## The problem
Rewrite every item below, changing "instance" to "occurrence" wherever it appears and leaving everything else as it is.

## Given entries
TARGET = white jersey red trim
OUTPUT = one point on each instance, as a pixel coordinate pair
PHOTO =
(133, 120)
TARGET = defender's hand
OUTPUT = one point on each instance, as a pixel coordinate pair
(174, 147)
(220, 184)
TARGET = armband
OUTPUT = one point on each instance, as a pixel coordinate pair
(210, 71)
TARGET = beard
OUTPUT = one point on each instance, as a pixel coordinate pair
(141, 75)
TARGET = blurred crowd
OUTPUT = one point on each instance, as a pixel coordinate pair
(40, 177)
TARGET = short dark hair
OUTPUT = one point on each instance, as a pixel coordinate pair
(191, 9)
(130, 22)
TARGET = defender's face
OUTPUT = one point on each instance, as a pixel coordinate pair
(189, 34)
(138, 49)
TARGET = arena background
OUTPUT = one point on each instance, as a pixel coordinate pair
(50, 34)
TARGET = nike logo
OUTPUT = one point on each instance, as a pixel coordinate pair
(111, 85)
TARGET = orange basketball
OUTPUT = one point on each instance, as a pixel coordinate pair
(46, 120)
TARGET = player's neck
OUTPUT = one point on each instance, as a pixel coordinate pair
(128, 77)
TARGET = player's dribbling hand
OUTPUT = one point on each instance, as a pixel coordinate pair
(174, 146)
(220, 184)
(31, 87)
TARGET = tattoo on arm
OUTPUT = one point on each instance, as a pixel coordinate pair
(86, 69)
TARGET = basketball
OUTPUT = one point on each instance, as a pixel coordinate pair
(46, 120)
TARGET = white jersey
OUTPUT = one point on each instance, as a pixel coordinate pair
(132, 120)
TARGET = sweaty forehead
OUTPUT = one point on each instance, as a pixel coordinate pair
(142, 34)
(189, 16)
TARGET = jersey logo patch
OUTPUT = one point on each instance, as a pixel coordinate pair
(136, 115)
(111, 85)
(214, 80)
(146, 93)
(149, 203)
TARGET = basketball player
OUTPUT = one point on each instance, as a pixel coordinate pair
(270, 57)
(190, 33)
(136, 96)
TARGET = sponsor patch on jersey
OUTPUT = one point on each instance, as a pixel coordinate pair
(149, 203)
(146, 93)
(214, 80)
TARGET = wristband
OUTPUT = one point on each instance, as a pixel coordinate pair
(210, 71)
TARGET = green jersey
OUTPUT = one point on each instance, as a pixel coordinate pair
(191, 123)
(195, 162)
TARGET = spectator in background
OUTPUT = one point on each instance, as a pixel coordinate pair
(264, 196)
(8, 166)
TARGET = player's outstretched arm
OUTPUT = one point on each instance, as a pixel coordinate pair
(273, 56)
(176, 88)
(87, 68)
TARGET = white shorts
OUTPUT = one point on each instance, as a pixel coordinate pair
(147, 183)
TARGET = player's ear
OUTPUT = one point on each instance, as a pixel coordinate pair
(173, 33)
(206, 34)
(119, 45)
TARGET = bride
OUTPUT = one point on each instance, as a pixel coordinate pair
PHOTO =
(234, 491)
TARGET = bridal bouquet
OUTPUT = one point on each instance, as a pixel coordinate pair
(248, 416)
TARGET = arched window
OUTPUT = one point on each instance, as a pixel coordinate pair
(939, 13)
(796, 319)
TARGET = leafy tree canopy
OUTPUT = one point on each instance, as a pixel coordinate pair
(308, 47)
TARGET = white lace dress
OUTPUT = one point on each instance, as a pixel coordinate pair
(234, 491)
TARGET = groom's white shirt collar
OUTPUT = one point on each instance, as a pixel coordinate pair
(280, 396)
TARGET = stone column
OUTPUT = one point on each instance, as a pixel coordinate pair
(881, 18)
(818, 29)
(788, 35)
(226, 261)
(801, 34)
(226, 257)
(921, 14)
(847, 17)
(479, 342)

## Task solution
TARGET = white jersey red trim
OUTPUT = one point on each occurrence, as a pixel coordinate pair
PHOTO =
(133, 120)
TARGET = defender's hand
OUTPUT = one point on each occurrence, as a pixel coordinate pair
(174, 147)
(220, 184)
TARGET = armband
OUTPUT = one point on each occurrence, as a pixel coordinate pair
(210, 71)
TARGET = beard
OUTPUT = one point on each occurrence, as a pixel coordinate pair
(141, 75)
TARGET = blurred crowd
OUTPUT = one point on each occurrence, as a pixel coordinate pair
(40, 177)
TARGET = short dark hair
OUTPUT = one point on each occurrence, as a pixel coordinate pair
(191, 9)
(130, 22)
TARGET = defender's face
OUTPUT = one point on each occurrence, as a pixel coordinate pair
(189, 34)
(138, 49)
TARGET = arena background
OUTPUT = one point on each occurrence, as a pixel coordinate pair
(50, 34)
TARGET = nike logo
OUTPUT = one point on each occurrence, as a pixel coordinate pair
(111, 85)
TARGET = orange basketball
OUTPUT = one point on each occurrence, as a pixel coordinate pair
(46, 120)
TARGET = player's neck
OUTPUT = one point on each occurrence, as a pixel coordinate pair
(128, 77)
TARGET = player's dribbling hand
OUTPUT = one point on each occurrence, as a pixel coordinate pair
(174, 146)
(220, 184)
(31, 87)
TARGET = tattoo on arm
OUTPUT = one point on each occurrence, as a pixel coordinate pair
(86, 69)
TARGET = basketball
OUTPUT = one point on each occurrence, as a pixel coordinate pair
(46, 120)
TARGET = white jersey
OUTPUT = one point on each occurrence, as a pixel coordinate pair
(132, 120)
TARGET = sweaty forehead
OUTPUT = one point on each occurrence, as a pixel coordinate pair
(142, 34)
(189, 16)
TARGET = jersey logo patch
OUTPUT = one point on each occurrence, as a pixel coordinate pair
(136, 115)
(111, 85)
(214, 80)
(146, 93)
(149, 203)
TARGET = basketball player
OUTPUT = one point on each occurrence, as a pixel coordinate pair
(270, 57)
(190, 33)
(136, 96)
TARGET = sponsor patch on jersey
OUTPUT = one point on each occurrence, as a pixel coordinate pair
(149, 203)
(146, 93)
(214, 80)
TARGET = wristband
OUTPUT = one point on each occurrence, as a pixel coordinate pair
(210, 71)
TARGET = green jersey
OUTPUT = one point on each occurrence, as a pixel coordinate pair
(191, 123)
(195, 162)
TARGET = spectator in background
OUTPUT = one point on each occurrence, as a pixel coordinate pair
(264, 196)
(8, 166)
TARGET = player's outstretched arm
OUTPUT = one point on each occurrence, as a pixel coordinate pair
(273, 56)
(176, 88)
(87, 68)
TARGET = white shorts
OUTPUT = one point on each occurrence, as a pixel coordinate pair
(147, 183)
TARGET = player's ear
OUTPUT = one point on each occurrence, as a pixel coordinate pair
(173, 33)
(206, 34)
(119, 45)
TARGET = bride
OUTPUT = one point on each occurrence, as a pixel coordinate pair
PHOTO =
(234, 491)
TARGET = bridal bouquet
OUTPUT = one point on each occurrence, as a pixel coordinate pair
(248, 416)
TARGET = arched window
OUTPUT = one point on each occurrence, as a pixel coordinate pair
(939, 13)
(796, 319)
TARGET = leafy tree canopy
OUTPUT = one point on each occurrence, as a pixel coordinate pair
(308, 47)
TARGET = white lace dress
OUTPUT = one point on each occurrence, as a pixel coordinate pair
(234, 491)
TARGET = groom's white shirt collar
OUTPUT = one point on each occurrence, as a pixel coordinate pair
(280, 396)
TARGET = stone column
OUTPUT = one point on each occurrence, as a pixel coordinate pair
(881, 18)
(818, 29)
(788, 35)
(226, 261)
(801, 34)
(226, 257)
(921, 14)
(847, 17)
(479, 342)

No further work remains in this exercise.